Write out only the final part of the records below. It begins with the line that contains "segment <item>tree shadow on road</item>" and ends with the last line.

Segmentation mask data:
────────────────────

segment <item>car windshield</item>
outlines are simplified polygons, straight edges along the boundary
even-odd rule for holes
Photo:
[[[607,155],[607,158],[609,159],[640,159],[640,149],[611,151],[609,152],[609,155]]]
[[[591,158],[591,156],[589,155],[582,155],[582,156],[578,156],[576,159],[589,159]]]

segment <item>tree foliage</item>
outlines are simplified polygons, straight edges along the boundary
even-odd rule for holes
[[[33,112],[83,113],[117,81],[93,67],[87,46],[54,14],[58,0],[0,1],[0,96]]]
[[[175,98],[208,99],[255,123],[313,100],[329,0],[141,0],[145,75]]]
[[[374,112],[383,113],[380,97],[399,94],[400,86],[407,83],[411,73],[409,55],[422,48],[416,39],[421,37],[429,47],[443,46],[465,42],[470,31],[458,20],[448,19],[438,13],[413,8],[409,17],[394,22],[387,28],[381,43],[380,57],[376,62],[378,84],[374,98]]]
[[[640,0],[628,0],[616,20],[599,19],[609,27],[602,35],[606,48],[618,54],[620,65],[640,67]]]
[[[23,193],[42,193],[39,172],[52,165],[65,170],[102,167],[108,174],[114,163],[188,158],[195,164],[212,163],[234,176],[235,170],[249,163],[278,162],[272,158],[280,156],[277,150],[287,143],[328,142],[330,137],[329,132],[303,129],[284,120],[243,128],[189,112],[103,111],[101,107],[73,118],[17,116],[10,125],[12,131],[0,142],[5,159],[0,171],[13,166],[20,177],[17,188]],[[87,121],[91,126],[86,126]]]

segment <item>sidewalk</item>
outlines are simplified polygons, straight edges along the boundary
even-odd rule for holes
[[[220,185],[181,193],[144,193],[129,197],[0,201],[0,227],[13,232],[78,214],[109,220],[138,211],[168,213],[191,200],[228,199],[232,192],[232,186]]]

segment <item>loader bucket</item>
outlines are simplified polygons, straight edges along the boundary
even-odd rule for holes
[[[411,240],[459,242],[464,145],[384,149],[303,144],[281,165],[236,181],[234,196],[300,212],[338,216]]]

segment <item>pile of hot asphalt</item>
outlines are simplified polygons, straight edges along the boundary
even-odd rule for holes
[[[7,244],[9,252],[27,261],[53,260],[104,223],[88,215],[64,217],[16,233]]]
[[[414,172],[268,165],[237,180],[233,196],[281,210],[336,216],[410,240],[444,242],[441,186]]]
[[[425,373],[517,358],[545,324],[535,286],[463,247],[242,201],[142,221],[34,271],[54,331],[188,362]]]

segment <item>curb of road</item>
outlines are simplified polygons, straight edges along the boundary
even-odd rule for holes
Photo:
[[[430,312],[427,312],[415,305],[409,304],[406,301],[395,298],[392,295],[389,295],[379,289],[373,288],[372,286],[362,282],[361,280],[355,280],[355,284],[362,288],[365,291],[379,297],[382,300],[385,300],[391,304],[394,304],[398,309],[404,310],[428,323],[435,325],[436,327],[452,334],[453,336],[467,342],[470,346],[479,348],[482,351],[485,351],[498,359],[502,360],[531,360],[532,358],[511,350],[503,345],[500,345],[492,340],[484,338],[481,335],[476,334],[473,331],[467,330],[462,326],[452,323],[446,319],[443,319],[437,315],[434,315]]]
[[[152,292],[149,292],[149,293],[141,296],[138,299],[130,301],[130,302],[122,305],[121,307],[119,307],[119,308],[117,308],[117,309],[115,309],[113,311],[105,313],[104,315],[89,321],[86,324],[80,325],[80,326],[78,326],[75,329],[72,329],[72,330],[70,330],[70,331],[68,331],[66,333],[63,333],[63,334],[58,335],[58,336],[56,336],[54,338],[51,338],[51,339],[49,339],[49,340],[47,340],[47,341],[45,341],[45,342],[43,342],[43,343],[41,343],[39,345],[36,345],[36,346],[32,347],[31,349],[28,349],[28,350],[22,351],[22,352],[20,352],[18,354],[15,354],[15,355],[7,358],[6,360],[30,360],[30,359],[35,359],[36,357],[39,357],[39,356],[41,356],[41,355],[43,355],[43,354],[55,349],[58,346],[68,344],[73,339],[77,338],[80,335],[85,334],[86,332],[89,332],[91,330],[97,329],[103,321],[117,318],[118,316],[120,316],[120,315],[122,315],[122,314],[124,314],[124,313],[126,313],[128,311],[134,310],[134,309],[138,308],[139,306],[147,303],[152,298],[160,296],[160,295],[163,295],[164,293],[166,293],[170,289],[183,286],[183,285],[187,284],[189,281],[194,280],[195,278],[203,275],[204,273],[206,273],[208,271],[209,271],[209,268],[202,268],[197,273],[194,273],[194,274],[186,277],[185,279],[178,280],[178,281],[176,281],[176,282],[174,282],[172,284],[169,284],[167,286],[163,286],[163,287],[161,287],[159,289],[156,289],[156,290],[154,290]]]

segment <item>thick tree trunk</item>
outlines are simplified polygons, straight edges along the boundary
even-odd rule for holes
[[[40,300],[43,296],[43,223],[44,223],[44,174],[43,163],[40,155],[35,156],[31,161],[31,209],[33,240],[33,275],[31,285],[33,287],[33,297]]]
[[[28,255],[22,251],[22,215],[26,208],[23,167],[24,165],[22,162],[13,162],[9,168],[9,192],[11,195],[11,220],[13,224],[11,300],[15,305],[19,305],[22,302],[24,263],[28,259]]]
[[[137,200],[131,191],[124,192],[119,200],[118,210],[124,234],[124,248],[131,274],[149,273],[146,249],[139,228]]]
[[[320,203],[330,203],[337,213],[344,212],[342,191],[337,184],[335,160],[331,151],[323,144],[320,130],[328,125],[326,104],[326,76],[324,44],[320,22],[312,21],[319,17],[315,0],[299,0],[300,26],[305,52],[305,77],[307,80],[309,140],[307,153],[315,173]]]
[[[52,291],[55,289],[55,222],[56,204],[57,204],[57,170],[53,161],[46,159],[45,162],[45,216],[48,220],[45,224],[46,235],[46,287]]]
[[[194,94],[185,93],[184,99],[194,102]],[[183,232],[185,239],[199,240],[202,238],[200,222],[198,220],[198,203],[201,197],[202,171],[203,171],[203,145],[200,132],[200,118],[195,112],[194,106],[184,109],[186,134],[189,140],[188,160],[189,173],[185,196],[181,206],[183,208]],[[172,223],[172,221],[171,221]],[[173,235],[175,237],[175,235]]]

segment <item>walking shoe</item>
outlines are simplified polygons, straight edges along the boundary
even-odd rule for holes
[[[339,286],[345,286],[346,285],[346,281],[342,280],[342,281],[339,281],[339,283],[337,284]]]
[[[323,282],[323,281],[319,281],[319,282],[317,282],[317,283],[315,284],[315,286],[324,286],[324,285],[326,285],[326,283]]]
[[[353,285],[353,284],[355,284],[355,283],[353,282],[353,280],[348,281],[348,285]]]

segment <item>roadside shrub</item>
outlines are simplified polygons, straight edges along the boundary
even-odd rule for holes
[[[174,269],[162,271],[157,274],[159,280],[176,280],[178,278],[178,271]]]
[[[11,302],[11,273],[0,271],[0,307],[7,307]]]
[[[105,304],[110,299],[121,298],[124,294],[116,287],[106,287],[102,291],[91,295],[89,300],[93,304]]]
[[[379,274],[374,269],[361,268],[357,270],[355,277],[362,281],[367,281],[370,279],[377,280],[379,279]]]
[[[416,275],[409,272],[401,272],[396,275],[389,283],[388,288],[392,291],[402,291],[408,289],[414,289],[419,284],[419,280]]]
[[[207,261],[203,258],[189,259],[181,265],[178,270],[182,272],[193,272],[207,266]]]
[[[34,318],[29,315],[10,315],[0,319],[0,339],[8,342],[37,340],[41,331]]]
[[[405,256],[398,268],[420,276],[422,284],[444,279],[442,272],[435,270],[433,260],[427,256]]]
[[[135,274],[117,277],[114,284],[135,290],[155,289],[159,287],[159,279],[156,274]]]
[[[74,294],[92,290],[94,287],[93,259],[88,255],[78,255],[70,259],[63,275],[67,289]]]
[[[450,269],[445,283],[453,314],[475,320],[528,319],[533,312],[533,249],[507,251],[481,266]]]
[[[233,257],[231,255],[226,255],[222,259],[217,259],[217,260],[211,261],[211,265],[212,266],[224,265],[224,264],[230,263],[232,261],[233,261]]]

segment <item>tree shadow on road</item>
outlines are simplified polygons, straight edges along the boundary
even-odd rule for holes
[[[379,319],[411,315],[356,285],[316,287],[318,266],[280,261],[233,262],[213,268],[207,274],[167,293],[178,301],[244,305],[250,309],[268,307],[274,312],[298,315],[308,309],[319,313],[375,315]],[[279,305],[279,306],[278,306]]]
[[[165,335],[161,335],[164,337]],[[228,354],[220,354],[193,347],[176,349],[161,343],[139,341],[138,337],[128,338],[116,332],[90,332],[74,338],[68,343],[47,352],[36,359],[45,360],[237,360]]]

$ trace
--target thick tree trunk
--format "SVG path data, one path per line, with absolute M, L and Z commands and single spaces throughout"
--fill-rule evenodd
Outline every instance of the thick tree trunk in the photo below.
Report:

────────────────────

Reply:
segment <item>tree shadow on road</item>
outlines are simplified polygons, straight edges along the boundary
even-odd rule for holes
[[[379,319],[411,315],[356,285],[316,287],[318,266],[280,261],[233,262],[213,268],[207,274],[167,293],[178,301],[244,305],[250,309],[268,307],[274,312],[298,315],[308,309],[319,313],[375,315]],[[279,305],[279,306],[278,306]]]
[[[165,335],[161,335],[164,337]],[[228,354],[220,354],[193,347],[176,349],[161,343],[139,341],[138,337],[128,338],[116,332],[90,332],[74,338],[68,343],[47,352],[36,359],[45,360],[237,360]]]

$ trace
--target thick tree trunk
--format "SVG path data, one path per line, with absolute M, L and Z commands and single spaces throughout"
--fill-rule evenodd
Outline every instance of the thick tree trunk in the photo below.
Report:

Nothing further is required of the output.